### Dokumen
::::::::
Minggu, 18 September 2016

Apabila Logika Dipaksakan untuk Ikut Campur Urusan Islam (Pertemuan 43)

Logika yang dipaksakan tidaklah ia melahirkan kecuali hanya keragua-raguan, oleh karena itu kita akan menjabarkan tujuh alasan penting mengapa sesuatu yang bernama logika tidak perlu untuk ikut campur dalam urusan agama, antara lain:

1. Logika Bersifat Tidak Pasti, Plin-plan dan Cenderung Berubah-ubah.

Kemarin bicara begini, hari ini bicara begitu dan besok entah bicara apa lagi? Ini lantaran logika mudah terpengaruh oleh kondisi kejiwaan seseorang.

Saat cuaca terasa panas, sebagian orang mungkin saja merasa sulit untuk mengontrol temperament, maka pada saat itu posisi logika telah dikuasai oleh kondisi kejiwaannya, sehingga sebagian orang tidak bisa untuk berpikir baik sampai kondisi kejiwaannya tersebut kembali normal.

2. Tiap Orang Punya Cara Sendiri-sendiri dalam Berlogika.

Kena sepuluh orang yang membahas Islam dengan cara berlogika, maka bisa menjadi sepuluh aliran yang bakal tercipta. 

Faktor latar belakang, baik itu pendidikan, pergaulan, usia maupun jenis kelamin dapat menjadi alasan mengapa terjadi perbedaan manusia dalam cara menggunakan logikanya.

3. Logika itu Diatur Agama, Bukan Malah Mengatur Agama

Logika mencakup pemikiran dan keyakinan, oleh karenanya para nabi diutus untuk mengatur logika tersebut, yakni dari pemikiran dan keyakinan terhadap berhala kepada pemikiran dan keyakinan tauhid hanya kepada Allah Ta'ala.

4. Berlogika Ala Filosof dan Sufi, Bukanlah Ajaran yang Islami.

Nabi Muhammad shallallahu 'alaihi wa sallam tidak mengajarkan tashawwuf, dengan bukti bahwa tashawwuf merupakan modifikasi antara ajaran Islam yang dibawa oleh beliau shallallahu 'alaihi wa sallam dengan ajaran filsafat, sementara filsafat tersebut berasal dari Yunani, Hindia dan Romawi.

5. Mengembalikan Agama kepada Logika adalah Sumber Perpecahan Umat.

Ajaran filsafat dan tashawwuf adalah salah satu biang kerok dari perpecahan umat. Seperti munculnya sekte yang bernama Murji'ah, Jahmiyyah, Mu'tazilah, Asy'ariyyah dan Thariqah-thariqah Shufiyyah serta Jama'ah Tabligh merupakan pengaruh dari ajaran ini.

Syi'ah Imamiyyah yang konon katanya pecinta Ahlul-Bait ternyata juga menerima ajaran filsafat dan tashawwuf terutama dalam cara mereka berakidah.
::::::::
Salin ulang bagian dokumen tentang logika dan urusan agama secara persis, mulai dari kata-kata yang memuat "Minggu, 18 September" dan berhenti setelah "dan Cenderung Berubah-ubah.". Catatan-catatan ini diambil dari sumber lain.

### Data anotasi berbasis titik
::::::::
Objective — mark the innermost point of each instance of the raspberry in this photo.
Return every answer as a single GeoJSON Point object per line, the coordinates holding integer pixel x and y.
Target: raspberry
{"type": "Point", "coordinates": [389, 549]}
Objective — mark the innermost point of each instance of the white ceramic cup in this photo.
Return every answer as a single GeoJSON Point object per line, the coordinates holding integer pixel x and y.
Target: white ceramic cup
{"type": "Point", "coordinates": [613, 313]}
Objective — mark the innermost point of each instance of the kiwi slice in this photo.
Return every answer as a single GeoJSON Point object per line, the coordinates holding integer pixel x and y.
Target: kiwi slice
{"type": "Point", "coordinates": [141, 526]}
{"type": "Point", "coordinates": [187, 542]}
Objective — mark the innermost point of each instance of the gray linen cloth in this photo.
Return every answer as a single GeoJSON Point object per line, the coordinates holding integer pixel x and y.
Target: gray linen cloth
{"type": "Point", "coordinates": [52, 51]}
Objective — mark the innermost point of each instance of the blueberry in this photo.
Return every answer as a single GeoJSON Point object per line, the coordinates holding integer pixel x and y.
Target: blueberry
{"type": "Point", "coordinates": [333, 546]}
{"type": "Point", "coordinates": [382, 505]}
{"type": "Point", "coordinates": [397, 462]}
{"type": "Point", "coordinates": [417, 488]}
::::::::
### Jawaban
Minggu, 18 September 2016

Apabila Logika Dipaksakan untuk Ikut Campur Urusan Islam (Pertemuan 43)

Logika yang dipaksakan tidaklah ia melahirkan kecuali hanya keragua-raguan, oleh karena itu kita akan menjabarkan tujuh alasan penting mengapa sesuatu yang bernama logika tidak perlu untuk ikut campur dalam urusan agama, antara lain:

1. Logika Bersifat Tidak Pasti, Plin-plan dan Cenderung Berubah-ubah.